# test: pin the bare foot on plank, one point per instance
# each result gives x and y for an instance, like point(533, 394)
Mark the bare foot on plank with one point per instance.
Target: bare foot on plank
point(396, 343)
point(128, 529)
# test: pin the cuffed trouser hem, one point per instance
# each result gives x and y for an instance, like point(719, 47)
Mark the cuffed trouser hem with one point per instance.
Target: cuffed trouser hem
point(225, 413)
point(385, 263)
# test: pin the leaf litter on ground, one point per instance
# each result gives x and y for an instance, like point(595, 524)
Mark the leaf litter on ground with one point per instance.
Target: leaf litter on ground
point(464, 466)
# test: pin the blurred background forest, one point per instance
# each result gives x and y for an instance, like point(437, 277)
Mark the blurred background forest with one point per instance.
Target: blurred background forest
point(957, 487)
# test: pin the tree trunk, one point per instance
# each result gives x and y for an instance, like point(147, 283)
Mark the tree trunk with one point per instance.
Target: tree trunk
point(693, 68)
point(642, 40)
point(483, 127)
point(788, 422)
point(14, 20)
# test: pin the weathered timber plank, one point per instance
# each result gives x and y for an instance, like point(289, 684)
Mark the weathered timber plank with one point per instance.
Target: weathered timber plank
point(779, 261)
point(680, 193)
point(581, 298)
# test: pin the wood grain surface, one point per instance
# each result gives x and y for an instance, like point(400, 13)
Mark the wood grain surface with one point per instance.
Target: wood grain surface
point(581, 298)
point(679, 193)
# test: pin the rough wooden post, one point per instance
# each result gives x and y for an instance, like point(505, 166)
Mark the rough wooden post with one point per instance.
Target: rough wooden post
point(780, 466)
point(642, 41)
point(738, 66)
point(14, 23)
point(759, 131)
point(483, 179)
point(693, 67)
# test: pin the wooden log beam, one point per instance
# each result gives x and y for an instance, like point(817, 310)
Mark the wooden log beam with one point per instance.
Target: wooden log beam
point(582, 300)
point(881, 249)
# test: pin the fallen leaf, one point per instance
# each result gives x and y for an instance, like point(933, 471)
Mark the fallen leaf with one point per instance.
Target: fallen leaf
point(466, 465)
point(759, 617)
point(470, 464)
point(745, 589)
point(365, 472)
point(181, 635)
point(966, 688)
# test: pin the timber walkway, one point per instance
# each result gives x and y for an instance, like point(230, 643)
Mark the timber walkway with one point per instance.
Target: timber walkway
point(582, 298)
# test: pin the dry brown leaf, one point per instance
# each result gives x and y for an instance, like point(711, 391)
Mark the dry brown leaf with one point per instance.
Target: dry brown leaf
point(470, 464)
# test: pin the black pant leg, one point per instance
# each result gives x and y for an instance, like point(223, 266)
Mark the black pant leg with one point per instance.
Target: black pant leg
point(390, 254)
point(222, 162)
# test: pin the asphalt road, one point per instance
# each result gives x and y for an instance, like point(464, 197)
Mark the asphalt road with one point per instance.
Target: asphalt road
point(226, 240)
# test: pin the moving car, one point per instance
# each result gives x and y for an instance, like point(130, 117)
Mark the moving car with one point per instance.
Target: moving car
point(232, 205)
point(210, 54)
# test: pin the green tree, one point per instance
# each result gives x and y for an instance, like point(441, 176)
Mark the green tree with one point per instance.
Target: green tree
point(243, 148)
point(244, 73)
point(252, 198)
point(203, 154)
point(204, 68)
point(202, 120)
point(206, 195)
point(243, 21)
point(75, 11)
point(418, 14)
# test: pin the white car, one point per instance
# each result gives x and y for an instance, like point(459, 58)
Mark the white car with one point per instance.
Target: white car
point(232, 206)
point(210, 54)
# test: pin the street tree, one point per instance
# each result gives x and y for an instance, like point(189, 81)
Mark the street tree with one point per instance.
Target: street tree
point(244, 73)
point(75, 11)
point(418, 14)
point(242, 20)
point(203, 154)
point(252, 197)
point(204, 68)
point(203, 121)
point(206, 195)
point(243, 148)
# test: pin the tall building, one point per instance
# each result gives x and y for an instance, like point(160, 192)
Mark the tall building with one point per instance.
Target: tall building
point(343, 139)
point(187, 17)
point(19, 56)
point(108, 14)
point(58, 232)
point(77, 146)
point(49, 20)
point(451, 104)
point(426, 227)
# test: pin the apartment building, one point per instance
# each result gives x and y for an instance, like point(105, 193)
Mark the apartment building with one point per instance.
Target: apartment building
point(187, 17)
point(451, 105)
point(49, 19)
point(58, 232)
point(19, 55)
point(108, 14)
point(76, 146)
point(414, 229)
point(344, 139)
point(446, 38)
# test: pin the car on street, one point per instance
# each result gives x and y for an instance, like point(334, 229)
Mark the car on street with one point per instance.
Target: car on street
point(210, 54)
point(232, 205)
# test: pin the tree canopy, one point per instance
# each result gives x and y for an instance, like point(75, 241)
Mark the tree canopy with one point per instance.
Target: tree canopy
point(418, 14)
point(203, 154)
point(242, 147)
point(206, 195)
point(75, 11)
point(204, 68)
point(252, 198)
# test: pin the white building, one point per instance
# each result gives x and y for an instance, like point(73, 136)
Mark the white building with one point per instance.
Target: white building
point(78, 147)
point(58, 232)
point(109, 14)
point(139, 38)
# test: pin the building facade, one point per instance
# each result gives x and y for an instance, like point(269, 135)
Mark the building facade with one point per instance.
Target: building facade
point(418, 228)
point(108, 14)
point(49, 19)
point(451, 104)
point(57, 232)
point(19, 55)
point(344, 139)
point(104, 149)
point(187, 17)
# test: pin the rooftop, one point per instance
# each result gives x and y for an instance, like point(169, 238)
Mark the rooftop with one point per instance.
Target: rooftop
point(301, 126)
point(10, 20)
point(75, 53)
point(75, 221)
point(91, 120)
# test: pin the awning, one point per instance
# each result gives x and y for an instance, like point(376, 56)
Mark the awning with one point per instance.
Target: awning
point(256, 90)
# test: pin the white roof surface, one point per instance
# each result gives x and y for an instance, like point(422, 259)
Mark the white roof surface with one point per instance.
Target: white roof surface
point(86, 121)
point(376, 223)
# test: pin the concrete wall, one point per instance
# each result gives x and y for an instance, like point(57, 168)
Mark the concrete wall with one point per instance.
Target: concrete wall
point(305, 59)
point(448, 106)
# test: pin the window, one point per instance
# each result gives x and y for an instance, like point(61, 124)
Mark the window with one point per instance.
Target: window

****

GOAL: Write out all of the records once more, exactly.

WRITTEN SOLUTION:
# test: pin the bare foot on plank, one point per instance
# each result gives x and y for an instance, like point(533, 394)
Mark the bare foot on plank with one point per instance.
Target: bare foot on plank
point(396, 343)
point(128, 529)
# test: pin the cuffed trouser hem, one point per instance
# each result gives x and y for an instance, like point(719, 47)
Mark the cuffed trouser hem with one point per instance.
Target: cuffed trouser hem
point(225, 413)
point(385, 263)
# test: pin the leaf litter on ground, one point per instance
# each result gives x and y for an instance, like point(595, 524)
Mark the leaf litter on ground with one point per instance.
Target: leaf litter on ground
point(464, 466)
# test: pin the blurred background forest, one point per instance
# each result gives x and y for an instance, like point(437, 277)
Mark the blurred background forest with one point per instance.
Target: blurred background forest
point(957, 487)
# test: pin the tree trunk, one point per instance
# each result gives x and y for an instance, like point(147, 283)
Mark the tree trunk with one point per instance.
Target: tree trunk
point(693, 68)
point(642, 40)
point(483, 127)
point(788, 422)
point(14, 20)
# test: pin the weathered timber plank, one point per instance
# each result gives x and y for an instance, like point(289, 684)
Mark the weathered timber plank with one point per instance.
Target: weathered timber plank
point(779, 261)
point(680, 193)
point(581, 298)
# test: pin the wood grain surface, one point per instance
# each result gives x and y for an instance, like point(400, 13)
Mark the wood grain surface with one point per instance.
Target: wood grain surface
point(581, 298)
point(679, 193)
# test: pin the rough wooden post, one point per instance
# each result gives x and y for an instance, like point(505, 166)
Mark the rough wooden post with one point per instance.
Target: rough wooden post
point(780, 466)
point(642, 41)
point(738, 66)
point(14, 23)
point(759, 131)
point(483, 179)
point(693, 67)
# test: pin the wooden log beam, one point per instance
# each result gives x and y for an instance, like point(817, 310)
Mark the wooden log beam with one point per instance.
Target: wooden log beam
point(582, 300)
point(881, 249)
# test: pin the fallen leaf, one point per instance
# each result gives x and y for an instance, like point(933, 471)
Mark the fallen leaf with one point per instance.
Target: fallen leaf
point(466, 465)
point(759, 617)
point(470, 464)
point(745, 589)
point(365, 472)
point(181, 635)
point(966, 688)
# test: pin the timber walkway, one point per instance
# each result gives x and y for an instance, like point(230, 643)
Mark the timber walkway with one point per instance.
Target: timber walkway
point(582, 298)
# test: pin the dry brown leaf, one point per instance
# each result gives x and y for an instance, like point(711, 391)
Mark the dry brown leaf with one point per instance.
Target: dry brown leaf
point(470, 464)
# test: pin the black pant leg, one point per instance
# each result gives x and y for an instance, like point(223, 266)
Mark the black pant leg with one point per instance.
Target: black pant leg
point(390, 254)
point(222, 162)
# test: pin the asphalt road, one point per instance
# each result gives x and y for an instance, like point(464, 197)
Mark the asphalt road with one point per instance.
Target: asphalt road
point(226, 240)
# test: pin the moving car, one point per instance
# each result gives x and y for an instance, like point(130, 117)
Mark the moving car with one point per instance.
Target: moving car
point(232, 205)
point(210, 54)
# test: pin the green tree, one point per instance
# each result gives x and y for an instance, like point(441, 176)
Mark the green tree with one point per instance.
Target: green tree
point(243, 148)
point(244, 73)
point(252, 198)
point(203, 154)
point(204, 68)
point(202, 120)
point(206, 195)
point(243, 21)
point(75, 11)
point(418, 14)
# test: pin the white car, one point per instance
# each result gives x and y for an instance, like point(459, 58)
Mark the white car with one point per instance.
Target: white car
point(232, 206)
point(210, 54)
# test: pin the street tree, one point per instance
# each result gives x and y for an instance, like point(189, 81)
Mark the street tree with one point per instance.
Target: street tree
point(244, 73)
point(75, 11)
point(418, 14)
point(242, 20)
point(203, 154)
point(252, 197)
point(204, 68)
point(203, 121)
point(206, 195)
point(243, 148)
# test: pin the tall building, one point per instance
# each result gives x and y for an instance, like point(160, 192)
Mark the tall building with one point per instance.
Target: tall building
point(343, 139)
point(187, 17)
point(19, 56)
point(108, 14)
point(58, 232)
point(77, 146)
point(49, 20)
point(451, 104)
point(426, 227)
# test: pin the apartment building, one point per instance
# each result gives x and y for an instance, like point(105, 193)
Mark the apartment building with one point per instance.
Target: apartment building
point(187, 17)
point(451, 105)
point(49, 19)
point(58, 232)
point(19, 55)
point(108, 14)
point(76, 146)
point(414, 229)
point(344, 139)
point(446, 38)
# test: pin the car on street, one point per instance
# each result gives x and y for an instance, like point(334, 229)
Mark the car on street with one point per instance.
Target: car on street
point(210, 54)
point(232, 205)
# test: pin the tree canopy, one point per instance
# each result gives x and y for an instance, like point(75, 241)
Mark the tree canopy with one point per instance.
Target: tree canopy
point(418, 14)
point(203, 154)
point(242, 147)
point(206, 195)
point(75, 11)
point(204, 68)
point(252, 198)
# test: pin the white building, one point per instance
# each result gives x and y for an instance, like point(73, 136)
Mark the white building with one point per instance.
Target: white building
point(78, 147)
point(58, 232)
point(109, 14)
point(139, 38)
# test: pin the building facade, one point per instance
# each result gives x and y for an instance, like point(269, 135)
Mark the building facade with one point per instance.
Target: building facade
point(418, 228)
point(108, 14)
point(49, 19)
point(451, 104)
point(57, 232)
point(19, 55)
point(344, 139)
point(104, 149)
point(187, 17)
# test: pin the rooftop, one point per instance
# each result gives x and y for an instance, like point(169, 238)
Mark the rooftop with one point per instance.
Target: rooftop
point(301, 126)
point(10, 20)
point(75, 53)
point(75, 221)
point(91, 120)
# test: pin the awning, one point per instance
# each result gives x and y for an instance, like point(376, 56)
Mark the awning with one point per instance.
Target: awning
point(256, 90)
# test: pin the white roof surface, one point per instance
# each result gives x and y for an instance, like point(422, 259)
Mark the white roof surface with one point per instance.
Target: white roof surface
point(86, 121)
point(376, 223)
# test: pin the concrete wall, one point per instance
# each result gives x and y for an instance, like point(57, 168)
Mark the concrete wall with one point per instance.
Target: concrete wall
point(305, 59)
point(448, 106)
# test: pin the window, one point per instance
# each result gives x and y for an instance, like point(61, 124)
Mark the window with one point per instance.
Target: window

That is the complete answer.